**Prompt:**
Give back only the lines from the one with "of the stupa" through the last line of the data, exactly as they appear.

**Provided records:**

- - - - -

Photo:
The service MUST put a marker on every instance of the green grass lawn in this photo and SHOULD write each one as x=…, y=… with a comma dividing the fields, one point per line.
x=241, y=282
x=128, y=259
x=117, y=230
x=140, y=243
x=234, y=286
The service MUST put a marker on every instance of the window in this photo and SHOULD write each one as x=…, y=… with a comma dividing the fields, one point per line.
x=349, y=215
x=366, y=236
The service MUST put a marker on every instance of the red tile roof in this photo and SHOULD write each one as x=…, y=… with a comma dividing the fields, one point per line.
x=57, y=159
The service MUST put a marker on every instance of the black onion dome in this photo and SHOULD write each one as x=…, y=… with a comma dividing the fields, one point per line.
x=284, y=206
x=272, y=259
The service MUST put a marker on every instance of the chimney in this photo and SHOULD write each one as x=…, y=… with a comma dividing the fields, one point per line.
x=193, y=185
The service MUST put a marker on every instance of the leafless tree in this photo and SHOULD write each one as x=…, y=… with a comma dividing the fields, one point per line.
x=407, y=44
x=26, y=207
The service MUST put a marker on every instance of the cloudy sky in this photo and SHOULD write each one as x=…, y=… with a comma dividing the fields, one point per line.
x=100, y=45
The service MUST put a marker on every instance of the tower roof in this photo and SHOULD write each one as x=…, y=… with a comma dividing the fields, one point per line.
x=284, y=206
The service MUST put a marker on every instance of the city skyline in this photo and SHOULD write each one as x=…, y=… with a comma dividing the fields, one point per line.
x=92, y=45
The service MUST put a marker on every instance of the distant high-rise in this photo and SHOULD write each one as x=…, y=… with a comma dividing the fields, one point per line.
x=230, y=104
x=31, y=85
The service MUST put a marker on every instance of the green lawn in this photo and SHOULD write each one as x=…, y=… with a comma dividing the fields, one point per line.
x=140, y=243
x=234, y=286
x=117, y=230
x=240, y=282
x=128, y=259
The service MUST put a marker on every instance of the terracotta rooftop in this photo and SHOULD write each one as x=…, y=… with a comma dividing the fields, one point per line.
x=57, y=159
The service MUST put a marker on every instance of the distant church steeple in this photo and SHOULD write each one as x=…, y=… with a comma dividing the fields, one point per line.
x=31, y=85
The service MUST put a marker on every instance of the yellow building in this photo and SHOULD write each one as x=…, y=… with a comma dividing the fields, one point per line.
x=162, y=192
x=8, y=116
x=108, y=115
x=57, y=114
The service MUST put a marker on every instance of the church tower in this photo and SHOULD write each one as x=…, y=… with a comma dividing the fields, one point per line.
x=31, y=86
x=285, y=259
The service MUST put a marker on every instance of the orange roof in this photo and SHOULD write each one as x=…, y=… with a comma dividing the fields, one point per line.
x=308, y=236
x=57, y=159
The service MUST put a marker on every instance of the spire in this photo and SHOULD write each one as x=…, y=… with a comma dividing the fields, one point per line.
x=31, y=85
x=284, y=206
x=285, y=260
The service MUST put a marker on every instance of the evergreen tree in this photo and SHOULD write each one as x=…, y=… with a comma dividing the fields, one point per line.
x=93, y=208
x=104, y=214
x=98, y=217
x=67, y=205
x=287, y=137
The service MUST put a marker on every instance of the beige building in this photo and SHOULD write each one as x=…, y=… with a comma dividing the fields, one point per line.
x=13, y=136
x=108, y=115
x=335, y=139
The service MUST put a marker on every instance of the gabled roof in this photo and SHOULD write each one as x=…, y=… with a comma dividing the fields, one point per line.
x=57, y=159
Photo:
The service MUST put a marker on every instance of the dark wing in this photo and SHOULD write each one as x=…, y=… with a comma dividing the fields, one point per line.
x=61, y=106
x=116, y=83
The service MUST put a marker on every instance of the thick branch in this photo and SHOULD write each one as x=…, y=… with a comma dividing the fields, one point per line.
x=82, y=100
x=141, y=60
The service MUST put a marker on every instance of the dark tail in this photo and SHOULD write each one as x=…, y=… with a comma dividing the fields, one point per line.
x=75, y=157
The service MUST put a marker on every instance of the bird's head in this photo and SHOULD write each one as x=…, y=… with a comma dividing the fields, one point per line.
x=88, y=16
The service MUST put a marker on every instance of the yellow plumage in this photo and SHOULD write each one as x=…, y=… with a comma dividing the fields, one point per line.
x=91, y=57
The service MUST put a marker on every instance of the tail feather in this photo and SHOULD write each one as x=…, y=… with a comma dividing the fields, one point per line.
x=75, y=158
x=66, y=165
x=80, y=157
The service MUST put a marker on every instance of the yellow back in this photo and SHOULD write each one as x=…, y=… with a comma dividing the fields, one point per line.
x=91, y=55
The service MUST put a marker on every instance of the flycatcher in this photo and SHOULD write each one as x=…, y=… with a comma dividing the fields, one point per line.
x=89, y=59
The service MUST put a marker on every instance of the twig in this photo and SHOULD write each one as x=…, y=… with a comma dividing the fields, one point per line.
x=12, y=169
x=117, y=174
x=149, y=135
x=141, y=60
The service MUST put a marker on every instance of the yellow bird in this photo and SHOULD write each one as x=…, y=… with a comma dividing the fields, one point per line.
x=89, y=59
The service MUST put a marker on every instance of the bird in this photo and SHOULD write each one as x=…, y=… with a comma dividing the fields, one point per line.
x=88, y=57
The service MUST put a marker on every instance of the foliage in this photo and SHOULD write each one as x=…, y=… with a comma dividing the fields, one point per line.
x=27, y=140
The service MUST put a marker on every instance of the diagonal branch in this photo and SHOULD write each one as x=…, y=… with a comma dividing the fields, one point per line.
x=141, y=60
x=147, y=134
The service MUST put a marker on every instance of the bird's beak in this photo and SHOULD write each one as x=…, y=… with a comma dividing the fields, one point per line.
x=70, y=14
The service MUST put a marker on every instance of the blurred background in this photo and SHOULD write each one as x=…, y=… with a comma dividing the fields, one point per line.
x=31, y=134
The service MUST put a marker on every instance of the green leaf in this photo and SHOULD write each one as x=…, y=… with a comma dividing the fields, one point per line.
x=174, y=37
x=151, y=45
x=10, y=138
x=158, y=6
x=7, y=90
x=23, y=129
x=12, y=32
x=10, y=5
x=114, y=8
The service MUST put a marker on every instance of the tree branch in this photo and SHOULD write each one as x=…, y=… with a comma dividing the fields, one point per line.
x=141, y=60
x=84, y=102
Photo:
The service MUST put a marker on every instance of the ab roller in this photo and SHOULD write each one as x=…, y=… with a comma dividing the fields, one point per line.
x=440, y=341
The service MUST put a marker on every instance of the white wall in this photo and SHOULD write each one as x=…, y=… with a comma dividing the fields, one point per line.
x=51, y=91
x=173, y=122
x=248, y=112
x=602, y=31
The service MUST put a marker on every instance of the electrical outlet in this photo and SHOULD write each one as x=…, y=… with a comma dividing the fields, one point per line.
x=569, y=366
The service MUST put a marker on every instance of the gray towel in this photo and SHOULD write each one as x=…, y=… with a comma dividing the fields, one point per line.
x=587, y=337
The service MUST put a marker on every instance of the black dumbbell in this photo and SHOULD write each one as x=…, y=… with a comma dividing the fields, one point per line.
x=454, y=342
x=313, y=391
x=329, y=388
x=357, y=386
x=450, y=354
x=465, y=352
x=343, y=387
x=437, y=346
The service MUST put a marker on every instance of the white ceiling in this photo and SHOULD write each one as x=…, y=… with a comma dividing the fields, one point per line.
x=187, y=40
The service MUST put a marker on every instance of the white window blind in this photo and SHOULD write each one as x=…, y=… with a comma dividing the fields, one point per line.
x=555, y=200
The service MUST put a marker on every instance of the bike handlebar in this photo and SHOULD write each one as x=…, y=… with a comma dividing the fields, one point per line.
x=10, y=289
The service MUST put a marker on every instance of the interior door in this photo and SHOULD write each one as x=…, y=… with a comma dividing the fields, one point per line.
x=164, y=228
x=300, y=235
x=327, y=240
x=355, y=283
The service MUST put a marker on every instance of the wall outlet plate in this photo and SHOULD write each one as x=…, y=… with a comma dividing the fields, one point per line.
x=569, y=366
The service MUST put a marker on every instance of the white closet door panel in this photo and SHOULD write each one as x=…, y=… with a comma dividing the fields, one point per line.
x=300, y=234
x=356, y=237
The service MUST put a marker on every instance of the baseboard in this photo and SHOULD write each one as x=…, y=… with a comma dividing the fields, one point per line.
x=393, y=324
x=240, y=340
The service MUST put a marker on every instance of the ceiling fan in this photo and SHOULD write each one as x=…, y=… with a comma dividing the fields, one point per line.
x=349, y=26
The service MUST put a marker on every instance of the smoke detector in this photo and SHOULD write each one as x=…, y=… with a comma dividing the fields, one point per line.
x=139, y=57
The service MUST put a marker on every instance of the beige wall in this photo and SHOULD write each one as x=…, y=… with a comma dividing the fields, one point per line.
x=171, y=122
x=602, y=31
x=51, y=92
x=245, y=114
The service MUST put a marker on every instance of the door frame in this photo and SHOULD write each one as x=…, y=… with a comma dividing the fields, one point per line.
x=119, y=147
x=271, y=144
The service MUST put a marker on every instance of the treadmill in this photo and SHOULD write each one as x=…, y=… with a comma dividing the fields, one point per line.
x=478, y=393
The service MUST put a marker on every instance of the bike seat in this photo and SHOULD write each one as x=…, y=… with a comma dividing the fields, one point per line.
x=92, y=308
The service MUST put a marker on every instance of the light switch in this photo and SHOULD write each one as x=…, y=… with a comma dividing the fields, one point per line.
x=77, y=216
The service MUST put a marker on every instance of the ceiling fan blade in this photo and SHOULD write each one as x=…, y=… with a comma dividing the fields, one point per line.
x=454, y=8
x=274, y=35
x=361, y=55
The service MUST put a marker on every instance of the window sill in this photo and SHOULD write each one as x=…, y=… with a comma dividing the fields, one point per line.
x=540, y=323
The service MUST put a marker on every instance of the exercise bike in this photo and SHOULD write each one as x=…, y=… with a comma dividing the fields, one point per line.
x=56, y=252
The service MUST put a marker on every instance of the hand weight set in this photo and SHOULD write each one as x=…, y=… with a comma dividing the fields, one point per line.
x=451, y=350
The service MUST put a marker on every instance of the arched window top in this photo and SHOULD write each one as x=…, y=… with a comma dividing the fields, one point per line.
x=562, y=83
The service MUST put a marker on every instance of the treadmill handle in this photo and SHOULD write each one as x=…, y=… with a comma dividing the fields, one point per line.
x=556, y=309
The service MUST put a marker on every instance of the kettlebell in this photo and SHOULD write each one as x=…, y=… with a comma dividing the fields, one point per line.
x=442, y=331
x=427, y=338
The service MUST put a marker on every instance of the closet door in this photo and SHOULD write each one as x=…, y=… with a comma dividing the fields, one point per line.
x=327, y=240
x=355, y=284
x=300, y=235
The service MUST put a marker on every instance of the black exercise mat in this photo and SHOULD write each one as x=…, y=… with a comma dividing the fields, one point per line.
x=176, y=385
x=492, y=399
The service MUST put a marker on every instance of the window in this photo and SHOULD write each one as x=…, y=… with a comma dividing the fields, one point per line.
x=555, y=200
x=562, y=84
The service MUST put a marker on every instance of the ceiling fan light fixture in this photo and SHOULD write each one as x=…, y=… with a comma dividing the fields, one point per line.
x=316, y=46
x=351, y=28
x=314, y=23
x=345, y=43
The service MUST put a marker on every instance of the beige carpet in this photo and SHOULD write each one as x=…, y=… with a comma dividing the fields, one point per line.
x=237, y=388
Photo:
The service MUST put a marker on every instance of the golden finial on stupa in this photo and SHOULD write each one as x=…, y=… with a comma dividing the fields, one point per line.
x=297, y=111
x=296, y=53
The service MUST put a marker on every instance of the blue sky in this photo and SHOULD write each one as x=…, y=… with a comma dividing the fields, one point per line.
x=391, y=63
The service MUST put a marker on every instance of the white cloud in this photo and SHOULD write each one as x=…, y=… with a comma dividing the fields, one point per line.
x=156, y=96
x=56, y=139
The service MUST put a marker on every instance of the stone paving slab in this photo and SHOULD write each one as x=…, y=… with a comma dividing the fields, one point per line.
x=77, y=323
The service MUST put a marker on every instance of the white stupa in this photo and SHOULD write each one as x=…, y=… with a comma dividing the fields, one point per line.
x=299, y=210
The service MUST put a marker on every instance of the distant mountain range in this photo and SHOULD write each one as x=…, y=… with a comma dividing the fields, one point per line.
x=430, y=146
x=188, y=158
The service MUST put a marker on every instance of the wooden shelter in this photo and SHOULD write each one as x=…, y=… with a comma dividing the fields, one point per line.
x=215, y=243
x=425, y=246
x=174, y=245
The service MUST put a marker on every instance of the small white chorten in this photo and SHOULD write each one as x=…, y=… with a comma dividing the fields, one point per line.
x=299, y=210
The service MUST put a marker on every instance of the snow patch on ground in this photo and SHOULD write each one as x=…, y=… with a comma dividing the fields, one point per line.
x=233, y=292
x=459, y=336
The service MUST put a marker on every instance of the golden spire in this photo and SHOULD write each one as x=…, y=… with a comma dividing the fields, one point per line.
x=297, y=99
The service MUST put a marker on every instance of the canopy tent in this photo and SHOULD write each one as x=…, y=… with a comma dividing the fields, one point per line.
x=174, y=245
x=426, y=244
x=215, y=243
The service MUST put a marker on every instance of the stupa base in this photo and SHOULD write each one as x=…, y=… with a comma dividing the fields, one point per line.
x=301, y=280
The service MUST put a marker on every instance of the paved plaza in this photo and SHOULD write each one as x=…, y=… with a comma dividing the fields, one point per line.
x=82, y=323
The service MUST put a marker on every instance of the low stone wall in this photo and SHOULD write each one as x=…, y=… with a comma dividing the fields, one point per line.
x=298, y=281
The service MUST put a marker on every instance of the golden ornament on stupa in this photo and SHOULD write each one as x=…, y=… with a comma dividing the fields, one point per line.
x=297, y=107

- - - - -

**The completed task:**
The service MUST put a marker on every instance of the stupa base in this photo and SHOULD write each one as x=…, y=… with a comma dividing the fields, one point per line.
x=301, y=280
The service MUST put a marker on every instance of the paved plaza in this photo and SHOULD write each one as x=…, y=… with a comma dividing the fields, one point per line.
x=82, y=323
The service MUST put a marker on every instance of the low stone wall in this photo and SHOULD write each one as x=…, y=… with a comma dividing the fields, one point per line.
x=298, y=281
The service MUST put a marker on every instance of the golden ornament on stupa in this photo and SHOULD write each one as x=…, y=… with a comma dividing the fields, one point per line.
x=297, y=107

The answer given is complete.